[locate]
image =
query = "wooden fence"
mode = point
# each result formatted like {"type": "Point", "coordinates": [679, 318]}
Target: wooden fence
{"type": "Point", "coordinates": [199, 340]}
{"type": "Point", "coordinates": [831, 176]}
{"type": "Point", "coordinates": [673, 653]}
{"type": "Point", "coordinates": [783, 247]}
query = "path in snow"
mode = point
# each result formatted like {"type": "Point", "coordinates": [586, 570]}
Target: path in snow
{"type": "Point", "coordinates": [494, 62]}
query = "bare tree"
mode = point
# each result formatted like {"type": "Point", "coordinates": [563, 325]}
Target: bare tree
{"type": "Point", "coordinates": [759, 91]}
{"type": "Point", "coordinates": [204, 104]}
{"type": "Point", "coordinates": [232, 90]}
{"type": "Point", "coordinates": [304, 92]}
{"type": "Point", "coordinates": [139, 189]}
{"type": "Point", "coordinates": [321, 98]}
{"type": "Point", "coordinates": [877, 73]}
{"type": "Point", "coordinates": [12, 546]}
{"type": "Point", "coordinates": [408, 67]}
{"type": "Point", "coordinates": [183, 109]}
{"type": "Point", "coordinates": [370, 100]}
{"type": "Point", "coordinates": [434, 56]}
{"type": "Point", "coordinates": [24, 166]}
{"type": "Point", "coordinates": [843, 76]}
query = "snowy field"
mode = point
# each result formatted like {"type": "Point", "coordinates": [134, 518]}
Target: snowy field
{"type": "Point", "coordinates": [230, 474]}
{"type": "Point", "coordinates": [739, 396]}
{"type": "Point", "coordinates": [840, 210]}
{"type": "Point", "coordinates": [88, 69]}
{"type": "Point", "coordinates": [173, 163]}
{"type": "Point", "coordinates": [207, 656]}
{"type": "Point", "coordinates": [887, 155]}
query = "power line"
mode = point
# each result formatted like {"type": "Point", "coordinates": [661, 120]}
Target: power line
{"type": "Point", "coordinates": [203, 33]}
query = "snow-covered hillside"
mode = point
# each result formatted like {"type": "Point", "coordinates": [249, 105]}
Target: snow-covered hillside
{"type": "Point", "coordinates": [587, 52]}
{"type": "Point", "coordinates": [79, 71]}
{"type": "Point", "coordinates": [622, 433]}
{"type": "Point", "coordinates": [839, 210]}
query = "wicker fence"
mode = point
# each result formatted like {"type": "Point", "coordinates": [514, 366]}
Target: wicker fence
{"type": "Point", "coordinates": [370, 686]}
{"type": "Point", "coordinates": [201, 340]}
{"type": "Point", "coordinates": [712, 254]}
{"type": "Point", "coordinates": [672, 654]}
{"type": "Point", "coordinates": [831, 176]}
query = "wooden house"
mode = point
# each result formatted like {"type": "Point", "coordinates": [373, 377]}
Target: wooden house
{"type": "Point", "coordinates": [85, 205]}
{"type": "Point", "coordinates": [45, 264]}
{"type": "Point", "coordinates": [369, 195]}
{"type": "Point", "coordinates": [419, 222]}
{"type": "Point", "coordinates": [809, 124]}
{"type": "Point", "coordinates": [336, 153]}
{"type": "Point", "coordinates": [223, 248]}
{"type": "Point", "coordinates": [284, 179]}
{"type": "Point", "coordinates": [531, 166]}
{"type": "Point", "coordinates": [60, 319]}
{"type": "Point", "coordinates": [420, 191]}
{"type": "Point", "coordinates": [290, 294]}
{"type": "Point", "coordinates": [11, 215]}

■ **Written request**: Transcribe every line of the data, exactly as it stands.

■ **Exercise response**:
[locate]
image =
query = "wooden fence"
mode = point
# each result formatted like {"type": "Point", "coordinates": [679, 318]}
Target: wooden fence
{"type": "Point", "coordinates": [199, 340]}
{"type": "Point", "coordinates": [831, 176]}
{"type": "Point", "coordinates": [673, 653]}
{"type": "Point", "coordinates": [783, 247]}
query = "path in snow"
mode = point
# each result formatted like {"type": "Point", "coordinates": [586, 570]}
Target: path in snow
{"type": "Point", "coordinates": [494, 62]}
query = "bare tree"
mode = point
# each result formatted like {"type": "Point", "coordinates": [563, 325]}
Target: bare tree
{"type": "Point", "coordinates": [759, 91]}
{"type": "Point", "coordinates": [204, 104]}
{"type": "Point", "coordinates": [232, 90]}
{"type": "Point", "coordinates": [304, 92]}
{"type": "Point", "coordinates": [139, 189]}
{"type": "Point", "coordinates": [321, 98]}
{"type": "Point", "coordinates": [877, 73]}
{"type": "Point", "coordinates": [12, 546]}
{"type": "Point", "coordinates": [408, 67]}
{"type": "Point", "coordinates": [183, 109]}
{"type": "Point", "coordinates": [370, 100]}
{"type": "Point", "coordinates": [434, 56]}
{"type": "Point", "coordinates": [24, 166]}
{"type": "Point", "coordinates": [843, 76]}
query = "snowy field"
mode = point
# each result formatted like {"type": "Point", "coordinates": [134, 518]}
Target: snowy field
{"type": "Point", "coordinates": [230, 474]}
{"type": "Point", "coordinates": [739, 396]}
{"type": "Point", "coordinates": [840, 210]}
{"type": "Point", "coordinates": [88, 69]}
{"type": "Point", "coordinates": [173, 163]}
{"type": "Point", "coordinates": [207, 656]}
{"type": "Point", "coordinates": [887, 155]}
query = "power line"
mode = point
# each result formatted like {"type": "Point", "coordinates": [661, 120]}
Target: power line
{"type": "Point", "coordinates": [203, 33]}
query = "snow-covered hillside"
mode = point
# each result formatted like {"type": "Point", "coordinates": [249, 105]}
Target: snow-covered hillside
{"type": "Point", "coordinates": [587, 52]}
{"type": "Point", "coordinates": [79, 71]}
{"type": "Point", "coordinates": [622, 433]}
{"type": "Point", "coordinates": [839, 210]}
query = "wicker fence"
mode = point
# each result formatted like {"type": "Point", "coordinates": [514, 366]}
Target: wicker fence
{"type": "Point", "coordinates": [370, 686]}
{"type": "Point", "coordinates": [201, 340]}
{"type": "Point", "coordinates": [712, 254]}
{"type": "Point", "coordinates": [672, 654]}
{"type": "Point", "coordinates": [831, 176]}
query = "wooden house"
mode = point
# each result formatted like {"type": "Point", "coordinates": [373, 377]}
Target: wooden house
{"type": "Point", "coordinates": [85, 205]}
{"type": "Point", "coordinates": [45, 264]}
{"type": "Point", "coordinates": [369, 195]}
{"type": "Point", "coordinates": [419, 222]}
{"type": "Point", "coordinates": [809, 124]}
{"type": "Point", "coordinates": [336, 153]}
{"type": "Point", "coordinates": [223, 248]}
{"type": "Point", "coordinates": [284, 179]}
{"type": "Point", "coordinates": [531, 166]}
{"type": "Point", "coordinates": [60, 319]}
{"type": "Point", "coordinates": [420, 191]}
{"type": "Point", "coordinates": [290, 294]}
{"type": "Point", "coordinates": [11, 215]}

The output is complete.